== Work to complete ==
Write out all of the entries that follow, word for word, but skip the pictures.

═════ Given information

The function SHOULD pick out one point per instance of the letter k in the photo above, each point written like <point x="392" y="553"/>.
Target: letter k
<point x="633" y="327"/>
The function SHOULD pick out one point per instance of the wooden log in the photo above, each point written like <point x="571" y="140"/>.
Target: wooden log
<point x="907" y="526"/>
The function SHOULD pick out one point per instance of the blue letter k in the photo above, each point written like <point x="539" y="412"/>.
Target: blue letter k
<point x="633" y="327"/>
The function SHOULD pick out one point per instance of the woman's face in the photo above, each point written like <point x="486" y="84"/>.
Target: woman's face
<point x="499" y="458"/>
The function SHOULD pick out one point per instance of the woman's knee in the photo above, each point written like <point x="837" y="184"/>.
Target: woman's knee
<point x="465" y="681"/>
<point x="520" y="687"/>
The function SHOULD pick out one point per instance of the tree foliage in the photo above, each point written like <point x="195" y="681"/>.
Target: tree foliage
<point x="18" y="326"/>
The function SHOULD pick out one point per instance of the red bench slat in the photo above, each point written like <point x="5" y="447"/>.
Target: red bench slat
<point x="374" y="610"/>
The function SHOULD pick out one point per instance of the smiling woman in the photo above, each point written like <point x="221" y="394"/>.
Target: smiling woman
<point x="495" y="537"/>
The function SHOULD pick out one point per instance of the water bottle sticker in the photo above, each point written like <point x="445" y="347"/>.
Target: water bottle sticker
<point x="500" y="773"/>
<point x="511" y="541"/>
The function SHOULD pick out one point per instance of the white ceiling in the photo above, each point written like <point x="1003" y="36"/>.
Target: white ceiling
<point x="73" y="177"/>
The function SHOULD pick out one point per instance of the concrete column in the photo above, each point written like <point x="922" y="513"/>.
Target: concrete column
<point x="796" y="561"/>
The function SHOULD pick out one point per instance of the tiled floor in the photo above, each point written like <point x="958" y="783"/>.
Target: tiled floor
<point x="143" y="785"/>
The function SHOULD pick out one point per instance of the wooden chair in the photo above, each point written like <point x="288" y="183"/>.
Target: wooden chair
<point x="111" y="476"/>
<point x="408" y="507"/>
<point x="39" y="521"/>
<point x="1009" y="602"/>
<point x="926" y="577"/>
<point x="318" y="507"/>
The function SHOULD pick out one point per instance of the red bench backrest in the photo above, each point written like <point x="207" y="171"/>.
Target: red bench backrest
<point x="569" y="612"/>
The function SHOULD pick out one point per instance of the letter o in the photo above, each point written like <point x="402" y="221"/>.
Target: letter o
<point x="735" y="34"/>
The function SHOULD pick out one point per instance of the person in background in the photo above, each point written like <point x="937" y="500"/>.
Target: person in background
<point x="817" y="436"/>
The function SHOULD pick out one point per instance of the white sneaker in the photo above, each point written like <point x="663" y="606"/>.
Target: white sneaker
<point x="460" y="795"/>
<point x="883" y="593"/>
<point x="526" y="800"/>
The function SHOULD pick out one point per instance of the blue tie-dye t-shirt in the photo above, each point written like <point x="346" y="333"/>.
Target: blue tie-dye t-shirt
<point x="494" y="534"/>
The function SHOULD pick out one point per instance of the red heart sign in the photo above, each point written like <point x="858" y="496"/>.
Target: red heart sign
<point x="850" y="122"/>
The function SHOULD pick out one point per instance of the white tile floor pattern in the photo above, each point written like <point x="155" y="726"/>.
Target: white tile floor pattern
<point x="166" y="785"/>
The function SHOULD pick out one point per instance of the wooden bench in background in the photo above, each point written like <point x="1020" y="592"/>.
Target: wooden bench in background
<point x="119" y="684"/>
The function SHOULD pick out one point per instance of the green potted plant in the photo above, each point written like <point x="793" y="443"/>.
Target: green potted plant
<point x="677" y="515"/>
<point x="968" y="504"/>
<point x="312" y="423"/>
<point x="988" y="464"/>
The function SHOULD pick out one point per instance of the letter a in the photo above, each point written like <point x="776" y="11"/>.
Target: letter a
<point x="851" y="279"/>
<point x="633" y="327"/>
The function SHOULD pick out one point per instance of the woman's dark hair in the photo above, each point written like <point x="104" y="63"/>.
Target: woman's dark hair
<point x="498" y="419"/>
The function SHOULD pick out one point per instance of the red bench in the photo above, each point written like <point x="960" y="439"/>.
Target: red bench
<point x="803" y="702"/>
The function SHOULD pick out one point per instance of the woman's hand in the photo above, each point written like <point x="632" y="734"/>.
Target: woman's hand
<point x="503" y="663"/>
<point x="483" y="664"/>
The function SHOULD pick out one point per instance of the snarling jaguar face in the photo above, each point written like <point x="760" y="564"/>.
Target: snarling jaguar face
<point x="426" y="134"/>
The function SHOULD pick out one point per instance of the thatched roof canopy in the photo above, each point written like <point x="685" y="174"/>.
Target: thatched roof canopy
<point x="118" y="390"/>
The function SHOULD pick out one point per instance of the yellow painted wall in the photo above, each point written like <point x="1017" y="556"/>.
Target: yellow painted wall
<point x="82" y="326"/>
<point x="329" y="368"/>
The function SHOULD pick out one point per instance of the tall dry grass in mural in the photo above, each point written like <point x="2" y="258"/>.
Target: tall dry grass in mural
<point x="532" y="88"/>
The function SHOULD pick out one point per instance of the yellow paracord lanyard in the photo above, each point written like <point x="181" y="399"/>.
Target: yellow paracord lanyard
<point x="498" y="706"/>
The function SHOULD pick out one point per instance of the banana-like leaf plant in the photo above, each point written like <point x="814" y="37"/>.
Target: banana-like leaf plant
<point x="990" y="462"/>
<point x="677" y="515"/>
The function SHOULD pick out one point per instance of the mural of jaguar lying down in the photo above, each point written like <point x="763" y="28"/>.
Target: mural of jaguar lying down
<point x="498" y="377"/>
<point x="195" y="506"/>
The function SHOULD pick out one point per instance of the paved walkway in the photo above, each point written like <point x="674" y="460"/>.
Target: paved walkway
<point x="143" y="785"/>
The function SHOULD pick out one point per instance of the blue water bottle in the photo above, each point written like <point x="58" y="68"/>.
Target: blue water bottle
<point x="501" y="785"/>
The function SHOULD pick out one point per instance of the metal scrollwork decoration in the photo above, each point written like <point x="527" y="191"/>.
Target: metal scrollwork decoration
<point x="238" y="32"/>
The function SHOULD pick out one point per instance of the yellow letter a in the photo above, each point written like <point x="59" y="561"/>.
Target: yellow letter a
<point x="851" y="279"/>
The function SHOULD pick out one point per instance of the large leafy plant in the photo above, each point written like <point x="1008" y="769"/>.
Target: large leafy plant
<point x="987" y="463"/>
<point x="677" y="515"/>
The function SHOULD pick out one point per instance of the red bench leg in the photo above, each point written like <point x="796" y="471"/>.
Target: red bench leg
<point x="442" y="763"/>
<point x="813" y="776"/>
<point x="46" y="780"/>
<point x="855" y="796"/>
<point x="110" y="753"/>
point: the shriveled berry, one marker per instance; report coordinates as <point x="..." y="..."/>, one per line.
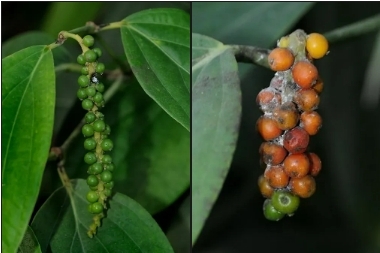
<point x="307" y="99"/>
<point x="296" y="165"/>
<point x="268" y="128"/>
<point x="296" y="140"/>
<point x="286" y="116"/>
<point x="285" y="202"/>
<point x="304" y="74"/>
<point x="272" y="154"/>
<point x="280" y="59"/>
<point x="276" y="176"/>
<point x="311" y="122"/>
<point x="264" y="187"/>
<point x="271" y="213"/>
<point x="303" y="187"/>
<point x="315" y="164"/>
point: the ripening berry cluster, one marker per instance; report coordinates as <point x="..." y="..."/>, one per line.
<point x="289" y="105"/>
<point x="96" y="132"/>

══════════

== Answer for this exercise ==
The function SHOULD pick out one point per instance of the letter k in the photo above, each point written like <point x="392" y="553"/>.
Target: letter k
<point x="633" y="327"/>
The function SHOULD pick out one point per instance of the wooden log in the photo above, each point written like <point x="571" y="140"/>.
Target: wooden log
<point x="907" y="526"/>
The function SHOULD pick out one point per instance of the blue letter k in the photo above, each point written like <point x="539" y="412"/>.
Target: blue letter k
<point x="633" y="327"/>
The function SHOULD pick out one point per instance of the woman's face in the photo above, each point written like <point x="486" y="84"/>.
Target: woman's face
<point x="499" y="458"/>
The function SHOULD pick out one point per instance of the woman's knee in the photo above, each point written like <point x="837" y="184"/>.
Target: woman's knee
<point x="465" y="681"/>
<point x="520" y="687"/>
The function SHOULD pick out one point per instance of the tree foliage in the photo above, each point written like <point x="195" y="681"/>.
Target: tree foliage
<point x="18" y="326"/>
The function SHOULD pick out one point per instance of the red bench slat in the photo above, each point written like <point x="5" y="447"/>.
Target: red bench slat
<point x="374" y="610"/>
The function SHOULD pick out one point per instance of the smiling woman in the photo above, each point written like <point x="221" y="394"/>.
Target: smiling woman
<point x="495" y="537"/>
The function SHOULD pick out one point per instance of the water bottle sticker in the photo above, each point written like <point x="445" y="347"/>.
Target: water bottle sticker
<point x="500" y="773"/>
<point x="511" y="541"/>
The function SHOULD pick out one point per instance of the white ceiling in the photo above, each point written like <point x="1003" y="36"/>.
Target: white ceiling
<point x="73" y="177"/>
The function SHOULD pick out one point per instance of the concrete column in the photo above, each point written like <point x="922" y="513"/>.
Target: concrete column
<point x="796" y="561"/>
The function SHOULD pick out one point per instance of the tiled floor in the photo above, each point written like <point x="958" y="783"/>.
Target: tiled floor
<point x="143" y="785"/>
The function SHOULD pick out one point per instance of the wooden chair in the photo above, each point written like <point x="288" y="183"/>.
Target: wooden chair
<point x="111" y="476"/>
<point x="408" y="507"/>
<point x="39" y="521"/>
<point x="1009" y="602"/>
<point x="926" y="577"/>
<point x="318" y="507"/>
The function SHOULD pick out one point per instance of the red bench backrest in the photo above, each point written like <point x="207" y="171"/>.
Target: red bench backrest
<point x="569" y="612"/>
The function SHOULD pick out one point per instance of the letter o in the photo above, each point written like <point x="402" y="221"/>.
Target: letter o
<point x="735" y="34"/>
The function SHOULD pick out one point per instance of the person in background in the photo above, each point written like <point x="937" y="500"/>.
Target: person in background
<point x="817" y="436"/>
The function SHOULD pick out one point per instance of the white sneaker in the photo above, each point written like <point x="663" y="606"/>.
Target: white sneaker
<point x="460" y="795"/>
<point x="883" y="593"/>
<point x="526" y="800"/>
The function SHOULD pick out one point per instance of the blue tie-dye t-shirt in the photo above, each point written like <point x="346" y="333"/>.
Target: blue tie-dye t-shirt
<point x="494" y="534"/>
The function SHOULD pick out one point per instance of the red heart sign in the photo above, each point written like <point x="858" y="496"/>.
Target: red heart sign
<point x="850" y="122"/>
The function SHOULD pick out one point per instance of the white tile floor pattern in the photo above, each point written like <point x="155" y="726"/>.
Target: white tile floor pattern
<point x="166" y="785"/>
The function SHOULD pick out one point per instance of the wooden bench in background in the photo above, each point written like <point x="1020" y="592"/>.
Target: wooden bench in background
<point x="119" y="684"/>
The function SHOULD pick out one point per instance of the green potted plant in the photo above, each point written like <point x="793" y="443"/>.
Target: green potted plant
<point x="677" y="515"/>
<point x="968" y="504"/>
<point x="312" y="423"/>
<point x="988" y="464"/>
The function SHOULD pick out one point per instance of the letter a in the photo above, each point written like <point x="776" y="11"/>.
Target: letter a
<point x="851" y="279"/>
<point x="633" y="327"/>
The function SHOULD pick out one point per instance of the woman's dark hair in the photo above, each point written like <point x="104" y="63"/>.
Target: woman's dark hair
<point x="498" y="419"/>
The function SHOULD pick out one point per instance of the red bench in the photo above, each point written like <point x="960" y="439"/>.
Target: red bench
<point x="803" y="702"/>
The function SHOULD pick out one point per instance of the woman's hand in the photo above, each point written like <point x="632" y="734"/>.
Target: woman's hand
<point x="503" y="663"/>
<point x="483" y="664"/>
The function SHOULD pick out one point per instance of the snarling jaguar face in the photo above, each point written like <point x="760" y="564"/>.
Target: snarling jaguar face
<point x="426" y="134"/>
The function SHOULD pick out one point per instance of the thatched roof canopy in the photo above, each point written like <point x="685" y="174"/>.
Target: thatched roof canopy
<point x="118" y="390"/>
The function SHOULD pick out one point per instance of the yellow painted wall in the photo above, each point written like <point x="1017" y="556"/>.
Target: yellow painted wall
<point x="82" y="326"/>
<point x="329" y="368"/>
The function SHOULD pick out one point per instance of the tall dry grass in mural in the photo above, each point written like <point x="2" y="258"/>.
Target: tall dry grass in mural
<point x="532" y="88"/>
The function SHOULD pick out one point per instance of the yellow paracord lanyard in the photo above, each point written like <point x="181" y="399"/>.
Target: yellow paracord lanyard
<point x="498" y="706"/>
The function SHOULD pick out one point per instance of the banana-like leaf plant in the photo above, each point written like <point x="814" y="37"/>.
Target: banana-like leaf plant
<point x="990" y="462"/>
<point x="677" y="515"/>
The function SHOULD pick out one point per instance of the mural of jaguar lying down in the photo above, each point written like <point x="763" y="28"/>.
Target: mural of jaguar lying down
<point x="498" y="377"/>
<point x="195" y="506"/>
The function SHOULD pick out one point per instance of the paved walkway in the photo above, each point written like <point x="674" y="460"/>.
Target: paved walkway
<point x="143" y="785"/>
The function SHOULD pick out one point per instance of the blue water bottle in the photo above, each point written like <point x="58" y="68"/>.
Target: blue water bottle
<point x="501" y="785"/>
The function SHOULD pick out one point per instance of the metal scrollwork decoration in the photo above, each point written like <point x="527" y="191"/>.
Target: metal scrollwork decoration
<point x="238" y="32"/>
The function SHOULD pick out one point per instance of the yellow letter a in the photo above, each point written like <point x="59" y="561"/>.
Target: yellow letter a
<point x="851" y="279"/>
The function SHOULD pick out one point per instance of the large leafy plant in the photo above, each point written like <point x="1008" y="769"/>.
Target: large leafy plant
<point x="987" y="463"/>
<point x="677" y="515"/>
The function SHOULD pick out one point per instance of the red bench leg in the photo above, each point written like <point x="796" y="471"/>.
Target: red bench leg
<point x="442" y="763"/>
<point x="813" y="776"/>
<point x="46" y="780"/>
<point x="855" y="796"/>
<point x="110" y="753"/>
point: the shriveled berry, one marker per instance; report coordinates as <point x="..." y="..."/>, one per line.
<point x="307" y="99"/>
<point x="296" y="165"/>
<point x="268" y="128"/>
<point x="296" y="140"/>
<point x="286" y="116"/>
<point x="285" y="202"/>
<point x="304" y="74"/>
<point x="272" y="154"/>
<point x="280" y="59"/>
<point x="276" y="176"/>
<point x="311" y="122"/>
<point x="264" y="187"/>
<point x="271" y="213"/>
<point x="303" y="187"/>
<point x="315" y="164"/>
point: the ripening berry cluster, one marker per instance; report coordinates as <point x="..." y="..."/>, one per line.
<point x="289" y="105"/>
<point x="96" y="132"/>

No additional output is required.